**Exercise description:**
The records must be duplicated exactly, with every picture left out.

─── Data section ───

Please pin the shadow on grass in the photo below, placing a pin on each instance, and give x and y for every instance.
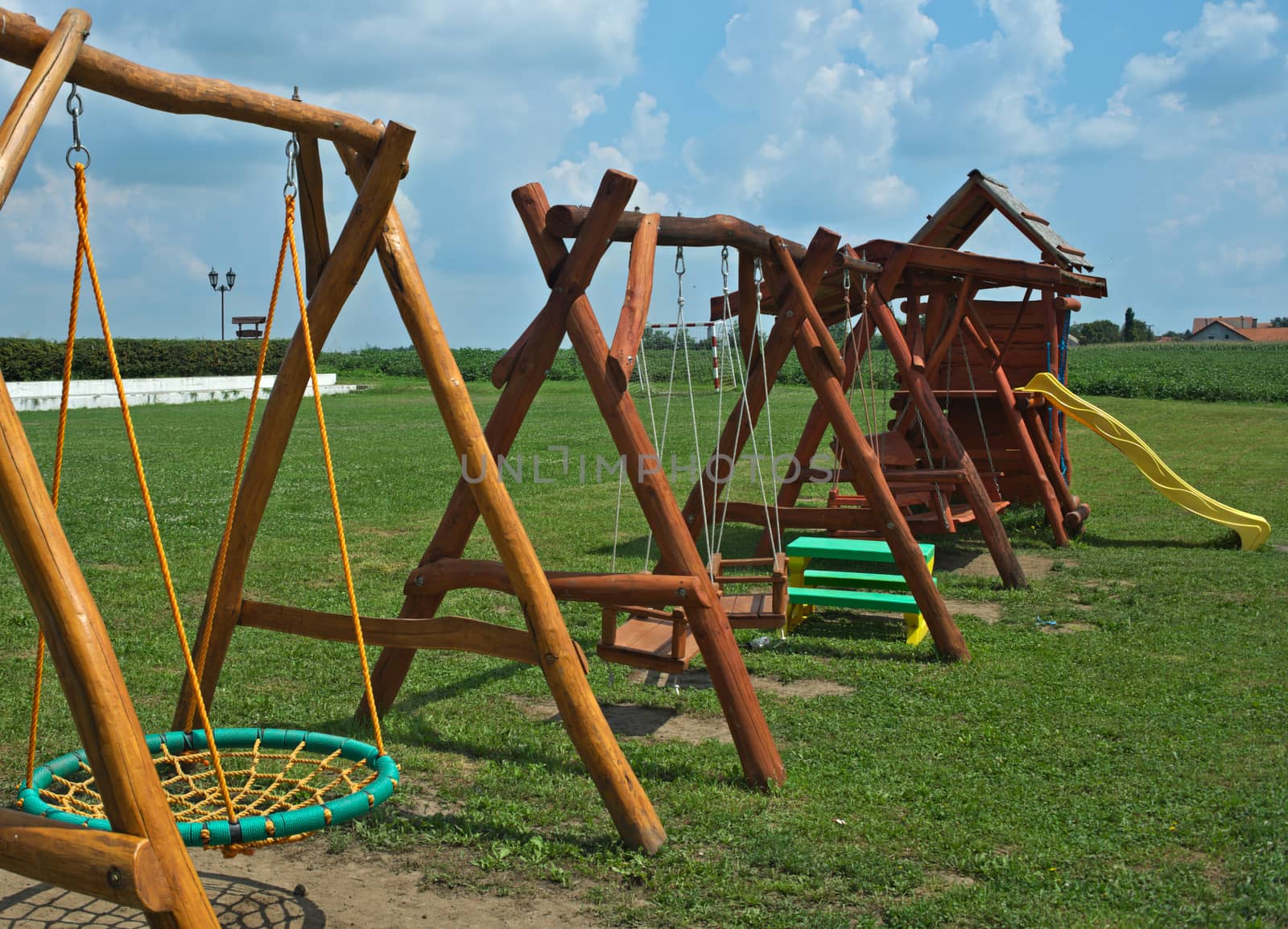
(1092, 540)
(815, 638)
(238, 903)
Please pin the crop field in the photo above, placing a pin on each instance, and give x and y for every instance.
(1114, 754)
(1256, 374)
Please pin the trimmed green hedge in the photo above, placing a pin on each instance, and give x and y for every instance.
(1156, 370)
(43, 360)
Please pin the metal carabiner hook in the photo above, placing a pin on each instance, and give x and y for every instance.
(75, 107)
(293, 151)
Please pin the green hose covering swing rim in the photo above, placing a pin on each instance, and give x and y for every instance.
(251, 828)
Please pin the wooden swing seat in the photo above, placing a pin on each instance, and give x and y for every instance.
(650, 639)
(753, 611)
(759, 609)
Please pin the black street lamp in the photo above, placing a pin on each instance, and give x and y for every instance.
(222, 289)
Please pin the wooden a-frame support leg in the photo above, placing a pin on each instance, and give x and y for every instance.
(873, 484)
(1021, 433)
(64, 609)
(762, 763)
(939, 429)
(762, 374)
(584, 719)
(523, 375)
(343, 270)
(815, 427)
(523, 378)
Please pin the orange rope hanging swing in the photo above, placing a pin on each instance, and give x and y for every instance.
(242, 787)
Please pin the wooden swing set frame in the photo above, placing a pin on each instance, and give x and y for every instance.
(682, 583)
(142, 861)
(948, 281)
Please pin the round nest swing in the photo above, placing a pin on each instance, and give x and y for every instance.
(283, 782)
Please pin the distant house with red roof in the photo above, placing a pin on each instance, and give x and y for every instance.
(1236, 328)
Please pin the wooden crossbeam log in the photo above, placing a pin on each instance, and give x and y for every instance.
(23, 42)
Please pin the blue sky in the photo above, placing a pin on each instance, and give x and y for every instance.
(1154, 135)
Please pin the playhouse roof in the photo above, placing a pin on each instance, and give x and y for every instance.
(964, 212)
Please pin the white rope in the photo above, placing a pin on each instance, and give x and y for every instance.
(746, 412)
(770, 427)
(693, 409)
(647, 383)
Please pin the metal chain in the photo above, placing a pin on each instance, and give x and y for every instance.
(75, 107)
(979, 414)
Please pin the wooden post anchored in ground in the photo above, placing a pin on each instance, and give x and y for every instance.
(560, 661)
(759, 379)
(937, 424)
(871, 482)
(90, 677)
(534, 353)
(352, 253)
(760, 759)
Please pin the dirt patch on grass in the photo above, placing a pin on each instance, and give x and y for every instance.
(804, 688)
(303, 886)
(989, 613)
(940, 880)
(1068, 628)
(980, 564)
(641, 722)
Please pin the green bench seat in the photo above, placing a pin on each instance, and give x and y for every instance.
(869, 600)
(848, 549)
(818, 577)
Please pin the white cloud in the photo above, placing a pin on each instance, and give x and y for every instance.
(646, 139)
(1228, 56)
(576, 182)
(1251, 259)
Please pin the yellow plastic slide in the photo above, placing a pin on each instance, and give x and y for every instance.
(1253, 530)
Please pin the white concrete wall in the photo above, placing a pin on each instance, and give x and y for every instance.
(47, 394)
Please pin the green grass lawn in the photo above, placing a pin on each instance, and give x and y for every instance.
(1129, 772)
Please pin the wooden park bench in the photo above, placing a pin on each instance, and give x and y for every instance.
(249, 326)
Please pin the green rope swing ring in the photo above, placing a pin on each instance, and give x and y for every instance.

───

**Answer box:**
Please pin the shadow on grass in the photo below, placing a pin on each instance, and give x and y for every instance.
(1092, 540)
(815, 638)
(238, 903)
Please pin the crop field in the photo above, placing a pin on each instance, and give x and y for every instance.
(1114, 754)
(1256, 374)
Please pin the trimmed green hedge in the photo above, placing a pin on each instance, and give x and y for every instance.
(1156, 370)
(43, 360)
Please pin the metal carabiner hook in the photo above, placing a pin on each instance, and give x and y for every instance.
(75, 107)
(293, 151)
Please pin the green hose covering swing rim in the photo above, placing a pin on each instance, and give x and y for every instance.
(251, 828)
Please pin the wooden swing seat in the photo above, placing a pin on each instance, and give x and y for every instance.
(650, 639)
(753, 611)
(759, 609)
Please pin the black street lamp in the photo above, placing a pin on each instance, and give x and y for every instance.
(222, 289)
Please pin the wooden a-frame support leg in the photo above, placing a pin on each instance, and give x and y for every instance.
(873, 484)
(1021, 433)
(64, 609)
(762, 763)
(939, 429)
(762, 374)
(584, 719)
(523, 375)
(343, 270)
(815, 427)
(523, 378)
Please pin the orange rope hanging swing in the photo above, placing a pin on each instance, and give x and y for every instance.
(242, 787)
Please pin the wooden swing set frame in the photo above, placing a pin on each instance, and give x and y for every instance.
(682, 583)
(142, 861)
(948, 281)
Please pin the round nest swing in the photo above, placing a pin on each instance, and give x and y for every instance.
(283, 782)
Please pin the distant house with red roof in the photo above, placing a pin on each instance, and give x and y for every instance.
(1236, 328)
Please pin the wooden crossbeam log in the photo above, placing a pin on each instance, and give x and y for every instance.
(23, 42)
Please pin the blue sky in the photo above, placing a pin on each instance, and give x and y for every instance.
(1154, 135)
Please pin the playhouse roof in the photo above, placing a pin on each instance, and give x and y for every instance.
(964, 212)
Please pin the white rope in the photo above, placing a pin on each instance, and give x and y for every instance.
(746, 412)
(770, 427)
(693, 409)
(647, 383)
Please pin the metal chain in the photo above, placing a pin on each instance, and give x and y for every instance.
(75, 107)
(979, 414)
Please pin the wooden post anchored in ground in the photo above, placing a pin on each instance, and give x and y for every instance.
(560, 661)
(759, 379)
(937, 424)
(871, 482)
(90, 677)
(534, 353)
(352, 253)
(760, 759)
Please pin the dirt patch on grass in the photo above, placing a pin on each instance, and give x and y for every instance.
(804, 688)
(303, 886)
(989, 613)
(940, 880)
(1068, 628)
(980, 564)
(641, 722)
Please pin the green bench seat in the photo above, placing a pin on each instance, and give x and y for every instance.
(869, 600)
(848, 549)
(818, 577)
Please pin the white cloud in the photo above, placing a pin on each instance, and give x and y for every instance.
(646, 139)
(1228, 56)
(576, 182)
(1251, 259)
Please pin the yellow plastic slide in the photo above, placing a pin on each instance, and give x and y for every instance.
(1253, 530)
Please pin the white concrete wall in the photo above, placing a pin on each instance, and give x and y for every instance.
(47, 394)
Please pin the green grass lawn in the photo above, placing a pin on each instance, and give x and y for every instance.
(1129, 772)
Please pin the wooden park bench in the photo above, placing a pin on each instance, and give x and y for every instance.
(249, 326)
Please pin the green rope swing ring in the photo above, placing a pin on each instance, and give x and y for every instance.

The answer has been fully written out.